Task details: All of the data below needs to be set down once more, exactly as written.

==== Records provided ====

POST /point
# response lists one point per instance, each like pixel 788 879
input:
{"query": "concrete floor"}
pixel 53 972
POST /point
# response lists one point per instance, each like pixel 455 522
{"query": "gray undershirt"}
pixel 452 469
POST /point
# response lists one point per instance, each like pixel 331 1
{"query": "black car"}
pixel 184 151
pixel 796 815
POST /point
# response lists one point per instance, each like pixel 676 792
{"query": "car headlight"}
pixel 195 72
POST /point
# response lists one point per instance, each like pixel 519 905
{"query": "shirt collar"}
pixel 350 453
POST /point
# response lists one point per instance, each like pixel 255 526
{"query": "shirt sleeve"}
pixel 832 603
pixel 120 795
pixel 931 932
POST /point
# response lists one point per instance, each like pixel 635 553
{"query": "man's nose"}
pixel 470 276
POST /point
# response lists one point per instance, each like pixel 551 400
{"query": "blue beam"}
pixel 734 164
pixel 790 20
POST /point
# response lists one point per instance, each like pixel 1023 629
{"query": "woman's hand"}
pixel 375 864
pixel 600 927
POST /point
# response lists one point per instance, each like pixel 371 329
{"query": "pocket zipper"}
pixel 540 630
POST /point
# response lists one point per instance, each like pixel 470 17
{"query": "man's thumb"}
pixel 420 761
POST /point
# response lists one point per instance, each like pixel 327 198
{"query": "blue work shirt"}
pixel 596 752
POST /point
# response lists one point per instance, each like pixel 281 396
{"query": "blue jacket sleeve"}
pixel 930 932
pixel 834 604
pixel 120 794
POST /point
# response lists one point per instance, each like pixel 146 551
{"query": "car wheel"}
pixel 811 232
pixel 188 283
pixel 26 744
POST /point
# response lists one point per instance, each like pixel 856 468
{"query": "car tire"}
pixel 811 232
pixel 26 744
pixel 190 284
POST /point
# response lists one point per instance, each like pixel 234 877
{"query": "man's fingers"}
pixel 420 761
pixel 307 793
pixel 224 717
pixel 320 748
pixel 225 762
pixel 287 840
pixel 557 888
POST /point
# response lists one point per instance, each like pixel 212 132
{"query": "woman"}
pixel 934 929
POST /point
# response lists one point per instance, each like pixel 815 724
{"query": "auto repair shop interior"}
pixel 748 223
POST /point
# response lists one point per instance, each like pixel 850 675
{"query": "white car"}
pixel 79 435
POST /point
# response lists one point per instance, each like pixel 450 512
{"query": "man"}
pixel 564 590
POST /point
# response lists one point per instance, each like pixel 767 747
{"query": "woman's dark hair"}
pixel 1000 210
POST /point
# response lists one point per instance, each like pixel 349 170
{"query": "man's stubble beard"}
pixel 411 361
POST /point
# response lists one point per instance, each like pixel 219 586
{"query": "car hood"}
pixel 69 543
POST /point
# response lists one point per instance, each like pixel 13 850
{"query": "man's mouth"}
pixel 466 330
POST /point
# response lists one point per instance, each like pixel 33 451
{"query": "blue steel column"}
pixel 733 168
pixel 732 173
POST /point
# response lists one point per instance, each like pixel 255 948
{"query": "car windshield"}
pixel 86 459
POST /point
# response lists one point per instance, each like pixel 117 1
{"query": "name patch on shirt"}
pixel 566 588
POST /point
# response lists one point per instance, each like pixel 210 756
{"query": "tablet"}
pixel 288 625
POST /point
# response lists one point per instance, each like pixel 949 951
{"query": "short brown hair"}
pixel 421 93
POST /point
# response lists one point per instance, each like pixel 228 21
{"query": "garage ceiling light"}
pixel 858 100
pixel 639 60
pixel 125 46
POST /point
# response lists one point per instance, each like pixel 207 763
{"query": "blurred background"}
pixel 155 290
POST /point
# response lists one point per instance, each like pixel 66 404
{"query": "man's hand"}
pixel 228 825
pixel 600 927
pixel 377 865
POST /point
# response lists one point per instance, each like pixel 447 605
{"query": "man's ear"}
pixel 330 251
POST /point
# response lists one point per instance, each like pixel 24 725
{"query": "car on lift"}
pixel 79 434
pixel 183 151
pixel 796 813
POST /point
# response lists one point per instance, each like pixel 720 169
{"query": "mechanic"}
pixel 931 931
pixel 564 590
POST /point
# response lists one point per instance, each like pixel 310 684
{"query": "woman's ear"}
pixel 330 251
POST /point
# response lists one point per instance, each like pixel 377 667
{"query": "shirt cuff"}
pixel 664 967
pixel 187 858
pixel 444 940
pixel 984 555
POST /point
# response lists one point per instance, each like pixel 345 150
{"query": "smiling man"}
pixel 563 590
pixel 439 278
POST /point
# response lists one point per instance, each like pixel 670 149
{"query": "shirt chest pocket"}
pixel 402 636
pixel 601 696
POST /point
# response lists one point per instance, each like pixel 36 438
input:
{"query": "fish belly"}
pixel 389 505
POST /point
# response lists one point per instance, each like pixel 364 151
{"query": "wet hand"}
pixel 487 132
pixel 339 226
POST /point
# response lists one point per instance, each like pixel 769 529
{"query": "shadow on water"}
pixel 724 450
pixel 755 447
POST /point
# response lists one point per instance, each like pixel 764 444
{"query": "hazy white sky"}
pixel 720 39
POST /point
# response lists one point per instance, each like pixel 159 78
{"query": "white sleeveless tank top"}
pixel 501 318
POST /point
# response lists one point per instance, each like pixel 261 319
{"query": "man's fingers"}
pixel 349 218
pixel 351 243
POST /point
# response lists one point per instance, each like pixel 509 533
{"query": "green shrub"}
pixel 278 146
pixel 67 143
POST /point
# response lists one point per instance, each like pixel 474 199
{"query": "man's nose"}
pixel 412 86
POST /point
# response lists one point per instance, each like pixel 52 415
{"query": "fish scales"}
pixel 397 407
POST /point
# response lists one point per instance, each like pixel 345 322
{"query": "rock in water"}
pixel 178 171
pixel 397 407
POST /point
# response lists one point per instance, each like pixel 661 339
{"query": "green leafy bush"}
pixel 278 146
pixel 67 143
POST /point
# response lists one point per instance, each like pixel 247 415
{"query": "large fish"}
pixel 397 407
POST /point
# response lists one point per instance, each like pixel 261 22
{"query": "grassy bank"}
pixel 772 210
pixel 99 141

====

Result:
POST /point
# response lists one point per instance, each like pixel 788 879
input:
{"query": "concrete floor"}
pixel 53 972
POST /point
# response lists one point per instance, each like pixel 455 522
{"query": "gray undershirt"}
pixel 452 469
POST /point
# response lists one point per instance, each like pixel 331 1
{"query": "black car"}
pixel 184 151
pixel 796 815
POST /point
# response lists one point per instance, each like pixel 676 792
{"query": "car headlight"}
pixel 195 72
POST /point
# response lists one point per instance, each like pixel 519 905
{"query": "shirt collar"}
pixel 350 453
POST /point
# response lists one point per instance, each like pixel 255 526
{"query": "shirt sleeve"}
pixel 832 603
pixel 120 795
pixel 931 932
POST /point
# response lists one point per instance, each like pixel 635 553
{"query": "man's nose"}
pixel 470 276
POST /point
# response lists one point per instance, each like pixel 551 400
{"query": "blue beam"}
pixel 734 164
pixel 790 20
POST /point
# response lists one point per instance, each like pixel 1023 629
{"query": "woman's hand"}
pixel 375 864
pixel 600 927
POST /point
# response lists one point per instance, each like pixel 371 329
{"query": "pocket zipper"}
pixel 540 630
POST /point
# response lists one point per instance, each like pixel 470 17
{"query": "man's thumb"}
pixel 420 761
POST /point
# response lists one point per instance, each like pixel 327 198
{"query": "blue work shirt"}
pixel 596 752
POST /point
# response lists one point per instance, each like pixel 281 396
{"query": "blue jacket sleeve"}
pixel 930 932
pixel 834 604
pixel 120 794
POST /point
# response lists one point per instance, each like pixel 146 551
{"query": "car wheel"}
pixel 811 232
pixel 188 283
pixel 26 744
POST /point
# response lists one point per instance, each like pixel 856 468
{"query": "car tire"}
pixel 811 232
pixel 26 744
pixel 190 284
POST /point
# response lists one point per instance, each like pixel 234 877
{"query": "man's fingers"}
pixel 420 761
pixel 307 793
pixel 224 717
pixel 320 748
pixel 225 762
pixel 287 840
pixel 557 888
POST /point
# response lists one point per instance, each like pixel 212 132
{"query": "woman"}
pixel 934 929
POST /point
# response lists one point per instance, each like pixel 815 724
{"query": "auto repair shop interior"}
pixel 748 223
POST /point
# response lists one point per instance, each like pixel 850 675
{"query": "white car"}
pixel 79 435
POST /point
# response lists one point per instance, each like pixel 450 512
{"query": "man"}
pixel 564 590
POST /point
# response lists one point per instance, each like pixel 767 747
{"query": "woman's dark hair"}
pixel 1000 210
POST /point
# response lists one point per instance, each like pixel 349 170
{"query": "man's stubble beard"}
pixel 411 361
POST /point
# response lists one point per instance, each like pixel 219 586
{"query": "car hood"}
pixel 69 543
POST /point
# response lists one point per instance, each like pixel 13 850
{"query": "man's mouth"}
pixel 466 330
POST /point
# response lists one point per instance, each like pixel 33 451
{"query": "blue steel column"}
pixel 733 168
pixel 732 173
POST /point
# response lists one point per instance, each like pixel 255 948
{"query": "car windshield"}
pixel 86 459
POST /point
# response lists one point per instance, each like pixel 117 1
{"query": "name patch on shirt"}
pixel 566 588
POST /point
# response lists one point per instance, each like pixel 210 756
{"query": "tablet"}
pixel 288 625
POST /point
# response lists one point per instance, each like pixel 949 951
{"query": "short brown hair"}
pixel 421 93
POST /point
# response lists one point per instance, each like pixel 228 21
{"query": "garage ceiling light"}
pixel 858 100
pixel 639 60
pixel 125 46
POST /point
# response lists one point per instance, each like pixel 207 763
{"query": "blurred background"}
pixel 155 290
POST /point
# response lists one point per instance, each like pixel 66 404
{"query": "man's hand"}
pixel 228 825
pixel 600 927
pixel 377 865
POST /point
# response lists one point per instance, each like pixel 447 605
{"query": "man's ear"}
pixel 330 251
POST /point
# response lists one point per instance, each like pixel 24 725
{"query": "car on lift"}
pixel 79 434
pixel 183 151
pixel 796 813
POST /point
# response lists one point per instance, each like pixel 720 169
{"query": "mechanic"}
pixel 931 931
pixel 564 590
POST /point
# response lists one point per instance, each like pixel 310 684
{"query": "woman's ear"}
pixel 330 251
POST /point
# response lists one point per instance, each like pixel 377 667
{"query": "shirt cuff"}
pixel 664 967
pixel 187 858
pixel 444 940
pixel 984 555
POST /point
# response lists one point per instance, each like pixel 345 150
{"query": "smiling man"}
pixel 563 590
pixel 439 278
POST /point
# response lists one point per instance, each like pixel 670 149
{"query": "shirt chest pocket"}
pixel 402 636
pixel 601 696
POST /point
# response lists one point per instance, each like pixel 36 438
input:
{"query": "fish belly"}
pixel 389 505
POST /point
# response lists one point per instance, each like pixel 364 151
{"query": "wet hand"}
pixel 487 132
pixel 339 226
POST /point
# response lists one point per instance, each like pixel 769 529
{"query": "shadow on water"}
pixel 724 450
pixel 755 447
POST /point
# response lists one point per instance, each like pixel 764 444
{"query": "hazy white sky"}
pixel 720 39
POST /point
# response lists one point per instance, each like pixel 159 78
{"query": "white sleeveless tank top"}
pixel 501 318
POST /point
# response lists one point per instance, each like pixel 261 319
{"query": "man's fingers"}
pixel 349 218
pixel 351 243
POST /point
# response lists one point per instance, each like pixel 509 533
{"query": "green shrub"}
pixel 278 146
pixel 67 143
POST /point
# response lists one point per instance, each like pixel 474 199
{"query": "man's nose"}
pixel 412 86
POST /point
# response lists one point per instance, each like pixel 52 415
{"query": "fish scales"}
pixel 397 407
POST /point
# response lists one point per instance, each like pixel 345 322
{"query": "rock in water"}
pixel 178 171
pixel 397 407
POST /point
# response lists one point per instance, each like pixel 661 339
{"query": "green leafy bush"}
pixel 278 146
pixel 67 143
POST /point
# response lists one point per instance, each like pixel 247 415
{"query": "large fish"}
pixel 397 407
POST /point
# response lists one point per instance, each like pixel 261 22
{"query": "grassy bank"}
pixel 772 210
pixel 99 141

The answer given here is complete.